**TASK BRIEF:**
Pick out each line of the records below that contains the string "foliage", matching case exactly, and copy those lines.

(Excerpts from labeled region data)
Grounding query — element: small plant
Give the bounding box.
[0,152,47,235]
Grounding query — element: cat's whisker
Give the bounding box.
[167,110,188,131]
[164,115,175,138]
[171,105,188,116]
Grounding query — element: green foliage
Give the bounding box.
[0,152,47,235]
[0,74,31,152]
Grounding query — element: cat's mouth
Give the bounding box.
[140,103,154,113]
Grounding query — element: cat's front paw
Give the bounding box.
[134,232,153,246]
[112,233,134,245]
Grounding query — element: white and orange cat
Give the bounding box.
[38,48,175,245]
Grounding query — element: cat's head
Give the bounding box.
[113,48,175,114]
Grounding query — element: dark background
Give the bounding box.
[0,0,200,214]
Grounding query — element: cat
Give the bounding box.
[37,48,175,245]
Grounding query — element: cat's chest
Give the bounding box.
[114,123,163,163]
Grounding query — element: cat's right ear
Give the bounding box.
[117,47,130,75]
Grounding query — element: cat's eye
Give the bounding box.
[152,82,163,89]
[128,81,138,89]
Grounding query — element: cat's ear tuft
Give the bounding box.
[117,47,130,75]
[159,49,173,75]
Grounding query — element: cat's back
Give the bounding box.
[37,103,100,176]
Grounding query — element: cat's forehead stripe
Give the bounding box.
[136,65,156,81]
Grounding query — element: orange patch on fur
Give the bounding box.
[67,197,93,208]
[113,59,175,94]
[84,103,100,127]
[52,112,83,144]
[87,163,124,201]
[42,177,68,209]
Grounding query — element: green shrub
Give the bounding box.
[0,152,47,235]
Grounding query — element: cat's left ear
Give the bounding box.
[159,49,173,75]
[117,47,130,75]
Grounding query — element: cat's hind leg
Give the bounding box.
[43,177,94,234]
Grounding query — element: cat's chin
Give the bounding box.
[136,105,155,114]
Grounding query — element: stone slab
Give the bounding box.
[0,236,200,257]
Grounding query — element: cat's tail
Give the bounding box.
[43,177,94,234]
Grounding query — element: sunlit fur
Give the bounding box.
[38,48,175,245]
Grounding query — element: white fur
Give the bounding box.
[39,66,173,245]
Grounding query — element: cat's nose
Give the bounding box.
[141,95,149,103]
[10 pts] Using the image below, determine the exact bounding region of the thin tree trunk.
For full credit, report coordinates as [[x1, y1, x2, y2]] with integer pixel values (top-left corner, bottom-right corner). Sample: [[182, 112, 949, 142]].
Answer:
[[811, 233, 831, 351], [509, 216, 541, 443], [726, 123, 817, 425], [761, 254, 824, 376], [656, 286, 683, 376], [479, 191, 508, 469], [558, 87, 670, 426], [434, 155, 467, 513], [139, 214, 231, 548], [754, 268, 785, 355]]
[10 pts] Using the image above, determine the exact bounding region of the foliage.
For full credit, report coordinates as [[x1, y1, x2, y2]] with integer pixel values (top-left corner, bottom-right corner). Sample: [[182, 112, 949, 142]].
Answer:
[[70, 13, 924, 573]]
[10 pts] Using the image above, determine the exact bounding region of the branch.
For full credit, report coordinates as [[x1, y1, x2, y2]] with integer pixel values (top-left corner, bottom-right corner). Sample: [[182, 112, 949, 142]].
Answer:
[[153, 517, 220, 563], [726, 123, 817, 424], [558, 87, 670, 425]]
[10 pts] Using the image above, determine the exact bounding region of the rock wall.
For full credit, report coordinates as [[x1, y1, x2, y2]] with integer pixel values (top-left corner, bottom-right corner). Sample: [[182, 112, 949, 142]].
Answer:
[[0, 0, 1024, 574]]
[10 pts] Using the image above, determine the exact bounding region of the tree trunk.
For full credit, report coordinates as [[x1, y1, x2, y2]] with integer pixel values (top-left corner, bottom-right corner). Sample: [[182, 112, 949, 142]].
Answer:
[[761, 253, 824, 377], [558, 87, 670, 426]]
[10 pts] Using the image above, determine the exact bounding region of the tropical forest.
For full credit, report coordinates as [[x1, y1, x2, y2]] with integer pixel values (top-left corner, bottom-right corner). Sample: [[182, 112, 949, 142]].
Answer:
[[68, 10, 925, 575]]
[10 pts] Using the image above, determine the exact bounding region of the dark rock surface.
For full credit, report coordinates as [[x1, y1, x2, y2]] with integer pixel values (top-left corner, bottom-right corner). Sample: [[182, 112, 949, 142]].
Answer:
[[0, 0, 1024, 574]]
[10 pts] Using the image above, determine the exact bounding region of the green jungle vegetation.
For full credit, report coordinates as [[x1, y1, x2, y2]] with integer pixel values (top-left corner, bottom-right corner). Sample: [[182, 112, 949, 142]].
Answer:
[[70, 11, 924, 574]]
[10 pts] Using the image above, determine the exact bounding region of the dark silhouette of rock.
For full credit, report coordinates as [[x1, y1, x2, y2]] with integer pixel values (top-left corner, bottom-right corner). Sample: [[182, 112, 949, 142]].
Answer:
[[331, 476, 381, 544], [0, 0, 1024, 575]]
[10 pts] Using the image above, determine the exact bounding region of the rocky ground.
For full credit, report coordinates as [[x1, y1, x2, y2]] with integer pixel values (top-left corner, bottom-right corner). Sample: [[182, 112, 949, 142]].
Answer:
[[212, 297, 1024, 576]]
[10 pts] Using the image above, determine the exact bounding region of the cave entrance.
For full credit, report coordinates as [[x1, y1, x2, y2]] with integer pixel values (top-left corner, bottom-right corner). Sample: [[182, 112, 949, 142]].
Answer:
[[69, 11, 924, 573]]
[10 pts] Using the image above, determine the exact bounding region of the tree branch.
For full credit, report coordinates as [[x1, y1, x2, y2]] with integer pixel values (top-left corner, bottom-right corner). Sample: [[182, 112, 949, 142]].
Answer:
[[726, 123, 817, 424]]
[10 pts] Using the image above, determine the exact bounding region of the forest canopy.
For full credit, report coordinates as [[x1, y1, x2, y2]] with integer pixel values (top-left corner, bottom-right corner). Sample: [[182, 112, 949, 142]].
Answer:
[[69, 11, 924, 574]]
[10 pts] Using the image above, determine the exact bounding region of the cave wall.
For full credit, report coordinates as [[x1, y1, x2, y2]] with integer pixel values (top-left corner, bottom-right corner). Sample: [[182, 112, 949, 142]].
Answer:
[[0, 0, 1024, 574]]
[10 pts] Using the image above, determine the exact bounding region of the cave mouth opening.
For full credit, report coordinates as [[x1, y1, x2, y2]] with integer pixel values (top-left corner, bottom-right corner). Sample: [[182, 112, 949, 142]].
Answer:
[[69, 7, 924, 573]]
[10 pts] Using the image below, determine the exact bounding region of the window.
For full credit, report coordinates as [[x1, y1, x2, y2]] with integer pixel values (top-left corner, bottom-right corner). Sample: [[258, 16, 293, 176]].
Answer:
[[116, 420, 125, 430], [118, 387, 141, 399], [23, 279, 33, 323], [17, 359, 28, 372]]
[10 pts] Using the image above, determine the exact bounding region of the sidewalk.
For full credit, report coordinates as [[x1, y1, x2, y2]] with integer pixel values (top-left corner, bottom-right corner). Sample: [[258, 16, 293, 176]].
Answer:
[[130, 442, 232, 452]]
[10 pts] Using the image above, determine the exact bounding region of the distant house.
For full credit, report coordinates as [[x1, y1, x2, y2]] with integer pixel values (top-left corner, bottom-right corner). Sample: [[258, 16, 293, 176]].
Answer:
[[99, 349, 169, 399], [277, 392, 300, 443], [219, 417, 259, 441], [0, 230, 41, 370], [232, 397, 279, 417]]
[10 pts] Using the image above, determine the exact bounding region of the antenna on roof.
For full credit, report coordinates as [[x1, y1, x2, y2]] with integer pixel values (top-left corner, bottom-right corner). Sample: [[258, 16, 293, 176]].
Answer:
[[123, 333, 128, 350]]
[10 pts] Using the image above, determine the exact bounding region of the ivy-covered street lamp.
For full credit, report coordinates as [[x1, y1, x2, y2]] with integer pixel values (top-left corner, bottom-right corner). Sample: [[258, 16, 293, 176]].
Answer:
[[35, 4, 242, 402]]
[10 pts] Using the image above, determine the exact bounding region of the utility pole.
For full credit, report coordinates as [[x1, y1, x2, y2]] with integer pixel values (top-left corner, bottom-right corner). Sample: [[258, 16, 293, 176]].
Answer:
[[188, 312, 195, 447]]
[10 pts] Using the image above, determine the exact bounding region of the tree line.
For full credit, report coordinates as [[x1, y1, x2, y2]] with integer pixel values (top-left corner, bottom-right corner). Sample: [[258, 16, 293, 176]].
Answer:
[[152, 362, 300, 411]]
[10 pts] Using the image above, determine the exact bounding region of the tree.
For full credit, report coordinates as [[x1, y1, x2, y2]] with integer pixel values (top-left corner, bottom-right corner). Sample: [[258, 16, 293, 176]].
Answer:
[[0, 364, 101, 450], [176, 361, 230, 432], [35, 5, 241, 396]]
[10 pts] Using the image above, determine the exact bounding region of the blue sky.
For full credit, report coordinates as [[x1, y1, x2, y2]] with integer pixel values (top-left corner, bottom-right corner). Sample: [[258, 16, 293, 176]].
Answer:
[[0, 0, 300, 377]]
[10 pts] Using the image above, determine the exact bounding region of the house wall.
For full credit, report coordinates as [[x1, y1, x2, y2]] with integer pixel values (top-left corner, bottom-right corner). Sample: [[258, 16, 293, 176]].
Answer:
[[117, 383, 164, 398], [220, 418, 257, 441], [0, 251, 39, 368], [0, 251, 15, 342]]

**SOLUTION BELOW:**
Grounding query — element: green foliage
[10 pts] Using the image above, determine the exact bounding region of the foliage.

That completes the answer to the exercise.